What to work on:
a - In the passage on DNA sequencing, how high is the reported error rate for Oxford Nanopore sequencing?
b - Decide whether each statement agrees with the passage on DNA sequencing. Answer yes or no for each, and quote the deciding words. (i) Third generation sequencing can provide reads of 5–120 kilo-bases in one fragment. (ii) Correcting long erroneous reads is described as a simple problem. (iii) The reported error rate with PacBio sequencing is about 15%.
c - Copy the part of the passage on DNA sequencing that starts at the words "Three generations of" and ends after "with 3GS reads.", swapping "PacBio" for "Pacific Biosciences".

Selected passage:
Content starts

Three generations of DNA sequencing technologies have been developed in the last three decades, and we are at the crossroads of the second and third generation of the sequencing technologies. Compared with the previous generations, the third generation sequencing (3GS) can provide reads in the range of 5–120 kilo-bases in one fragment. However, at present, the reported error rates are ∼15% with PacBio sequencing (Koren et al., 2012), and as high as ∼40% with Oxford Nanopore sequencing (Laver et al., 2015); this poses arguably the most significant computational challenge for assembling genomes with 3GS reads.
Genome assembly is the process of taking a large number of short and low-quality DNA sequences and putting them back together into contiguous pieces known as contigs to create a high-quality representation of the original chromosomes from which the DNA originated (Myers et al., 2000; Nagarajan & Pop, 2013; Pevzner, Tang & Waterman, 2001). With the 3GS data, de novo genome assembly algorithms need to pass through three major bottlenecks: finding overlaps (Berlin et al., 2015; Ye et al., 2014), sequence alignment (Chaisson & Tesler, 2012; Myers, 2014) and sequence polishing/error correction. Efficiently correcting these long erroneous reads is a non-trivial problem (Au et al., 2012; Hackl et al., 2014; Koren et al., 2012; Salmela & Rivals, 2014). Given a low-quality target genomic region, fast algorithms are required to collect the query sequences that can be aligned to the target region, and an accurate aligner is necessary to exploit the layout relations of the query sequences. Finally, a polishing/consensus algorithm takes the layout information to infer the “ground truth” sequence. Figure 1 summarizes the major challenges in a genome assembly pipeline, and the final step is the primary focus of this paper.

Content ends

Information provided:
Content starts

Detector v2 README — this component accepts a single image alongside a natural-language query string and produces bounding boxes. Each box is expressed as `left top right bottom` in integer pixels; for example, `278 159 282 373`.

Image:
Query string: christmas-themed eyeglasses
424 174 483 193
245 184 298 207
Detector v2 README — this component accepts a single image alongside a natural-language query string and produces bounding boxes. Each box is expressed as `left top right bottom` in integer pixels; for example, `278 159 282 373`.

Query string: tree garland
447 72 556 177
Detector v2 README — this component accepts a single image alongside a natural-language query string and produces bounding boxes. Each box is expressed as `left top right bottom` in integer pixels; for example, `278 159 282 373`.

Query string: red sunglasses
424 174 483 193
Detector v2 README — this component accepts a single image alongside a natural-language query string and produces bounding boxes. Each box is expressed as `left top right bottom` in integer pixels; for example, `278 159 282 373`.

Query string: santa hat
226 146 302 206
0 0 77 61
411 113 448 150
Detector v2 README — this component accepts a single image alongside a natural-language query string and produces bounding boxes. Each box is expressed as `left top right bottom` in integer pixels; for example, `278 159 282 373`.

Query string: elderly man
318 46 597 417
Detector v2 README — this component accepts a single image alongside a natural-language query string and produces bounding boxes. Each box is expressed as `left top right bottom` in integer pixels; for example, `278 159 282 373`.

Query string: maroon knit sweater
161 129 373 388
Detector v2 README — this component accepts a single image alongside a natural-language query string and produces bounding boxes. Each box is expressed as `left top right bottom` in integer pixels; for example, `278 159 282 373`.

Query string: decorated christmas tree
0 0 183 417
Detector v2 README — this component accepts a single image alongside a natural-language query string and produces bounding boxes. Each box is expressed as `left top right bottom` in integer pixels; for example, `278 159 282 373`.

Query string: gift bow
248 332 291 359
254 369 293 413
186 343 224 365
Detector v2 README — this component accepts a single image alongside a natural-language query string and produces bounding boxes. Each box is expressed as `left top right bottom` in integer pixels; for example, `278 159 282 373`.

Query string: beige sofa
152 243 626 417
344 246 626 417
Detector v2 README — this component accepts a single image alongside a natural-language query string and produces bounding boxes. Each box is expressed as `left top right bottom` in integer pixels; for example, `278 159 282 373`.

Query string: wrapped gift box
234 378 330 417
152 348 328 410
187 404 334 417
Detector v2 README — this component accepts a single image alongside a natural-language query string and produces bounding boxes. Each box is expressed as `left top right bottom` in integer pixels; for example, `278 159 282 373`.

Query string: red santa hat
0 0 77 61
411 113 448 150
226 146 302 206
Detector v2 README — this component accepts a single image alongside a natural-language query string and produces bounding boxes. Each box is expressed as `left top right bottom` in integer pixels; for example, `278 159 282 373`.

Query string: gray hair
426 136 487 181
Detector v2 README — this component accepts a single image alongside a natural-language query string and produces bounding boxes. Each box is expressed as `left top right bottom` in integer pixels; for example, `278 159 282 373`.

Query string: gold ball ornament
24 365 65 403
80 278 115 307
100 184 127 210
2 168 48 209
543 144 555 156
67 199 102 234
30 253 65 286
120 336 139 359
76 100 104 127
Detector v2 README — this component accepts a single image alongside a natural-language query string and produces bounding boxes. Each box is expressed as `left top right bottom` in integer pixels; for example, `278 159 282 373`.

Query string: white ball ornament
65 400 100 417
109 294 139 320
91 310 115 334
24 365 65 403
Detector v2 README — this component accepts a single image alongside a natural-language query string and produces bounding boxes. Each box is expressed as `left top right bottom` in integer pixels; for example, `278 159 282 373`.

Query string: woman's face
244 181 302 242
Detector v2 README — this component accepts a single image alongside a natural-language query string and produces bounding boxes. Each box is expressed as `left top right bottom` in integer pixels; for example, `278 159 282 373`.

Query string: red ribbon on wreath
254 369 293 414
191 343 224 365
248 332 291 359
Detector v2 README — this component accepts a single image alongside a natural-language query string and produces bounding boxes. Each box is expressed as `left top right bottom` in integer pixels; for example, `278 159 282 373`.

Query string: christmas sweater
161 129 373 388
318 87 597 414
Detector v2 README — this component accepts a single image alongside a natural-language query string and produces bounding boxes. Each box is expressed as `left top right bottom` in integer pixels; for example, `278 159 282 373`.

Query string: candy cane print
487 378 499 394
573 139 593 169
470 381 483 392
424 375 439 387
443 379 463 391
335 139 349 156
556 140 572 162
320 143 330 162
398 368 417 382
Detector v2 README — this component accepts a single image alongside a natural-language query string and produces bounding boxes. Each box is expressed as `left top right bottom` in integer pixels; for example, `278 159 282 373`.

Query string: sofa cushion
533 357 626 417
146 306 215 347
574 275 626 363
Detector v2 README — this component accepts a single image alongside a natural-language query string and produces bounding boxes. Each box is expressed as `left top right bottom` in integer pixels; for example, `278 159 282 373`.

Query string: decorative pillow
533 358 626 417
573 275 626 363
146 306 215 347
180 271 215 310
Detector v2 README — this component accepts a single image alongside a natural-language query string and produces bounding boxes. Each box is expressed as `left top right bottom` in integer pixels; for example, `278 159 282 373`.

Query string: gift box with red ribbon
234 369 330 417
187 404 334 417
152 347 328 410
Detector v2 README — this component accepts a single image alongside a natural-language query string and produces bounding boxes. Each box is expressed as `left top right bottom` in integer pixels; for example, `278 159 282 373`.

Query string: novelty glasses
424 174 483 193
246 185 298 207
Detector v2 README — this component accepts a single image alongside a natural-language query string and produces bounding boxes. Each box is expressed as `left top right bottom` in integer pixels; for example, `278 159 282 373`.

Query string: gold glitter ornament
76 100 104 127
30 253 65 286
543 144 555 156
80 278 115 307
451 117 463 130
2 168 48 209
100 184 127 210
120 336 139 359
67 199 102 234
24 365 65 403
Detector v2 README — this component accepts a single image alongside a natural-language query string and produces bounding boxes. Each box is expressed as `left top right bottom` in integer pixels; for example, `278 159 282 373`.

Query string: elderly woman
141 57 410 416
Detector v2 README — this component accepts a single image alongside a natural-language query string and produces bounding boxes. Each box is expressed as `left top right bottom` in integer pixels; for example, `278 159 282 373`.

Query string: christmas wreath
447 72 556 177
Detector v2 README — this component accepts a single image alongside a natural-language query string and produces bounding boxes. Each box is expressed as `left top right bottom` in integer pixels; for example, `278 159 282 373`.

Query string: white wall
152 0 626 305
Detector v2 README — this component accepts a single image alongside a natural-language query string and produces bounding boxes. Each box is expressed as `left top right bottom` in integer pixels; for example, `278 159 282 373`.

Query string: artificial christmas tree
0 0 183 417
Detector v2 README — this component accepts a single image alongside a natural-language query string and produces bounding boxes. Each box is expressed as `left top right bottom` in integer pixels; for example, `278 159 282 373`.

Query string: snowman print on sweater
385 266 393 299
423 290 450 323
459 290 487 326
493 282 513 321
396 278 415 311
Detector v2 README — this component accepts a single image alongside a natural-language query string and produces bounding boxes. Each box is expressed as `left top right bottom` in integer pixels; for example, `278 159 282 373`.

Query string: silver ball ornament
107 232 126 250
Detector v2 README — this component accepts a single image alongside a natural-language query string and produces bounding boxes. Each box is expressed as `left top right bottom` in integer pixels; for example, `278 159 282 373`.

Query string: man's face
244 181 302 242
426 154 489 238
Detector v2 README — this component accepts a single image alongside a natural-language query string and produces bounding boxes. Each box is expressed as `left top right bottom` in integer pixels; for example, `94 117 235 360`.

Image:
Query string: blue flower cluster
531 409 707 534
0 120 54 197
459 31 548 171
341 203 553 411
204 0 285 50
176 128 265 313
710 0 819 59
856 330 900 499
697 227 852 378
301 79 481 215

Content ends

Your written answers:
a - As high as ∼40%.

b -
(i) Yes: "the third generation sequencing (3GS) can provide reads in the range of 5–120 kilo-bases in one fragment"
(ii) No: "Efficiently correcting these long erroneous reads is a non-trivial problem"
(iii) Yes: "the reported error rates are ∼15% with PacBio sequencing"

c -
Three generations of DNA sequencing technologies have been developed in the last three decades, and we are at the crossroads of the second and third generation of the sequencing technologies. Compared with the previous generations, the third generation sequencing (3GS) can provide reads in the range of 5–120 kilo-bases in one fragment. However, at present, the reported error rates are ∼15% with Pacific Biosciences sequencing (Koren et al., 2012), and as high as ∼40% with Oxford Nanopore sequencing (Laver et al., 2015); this poses arguably the most significant computational challenge for assembling genomes with 3GS reads.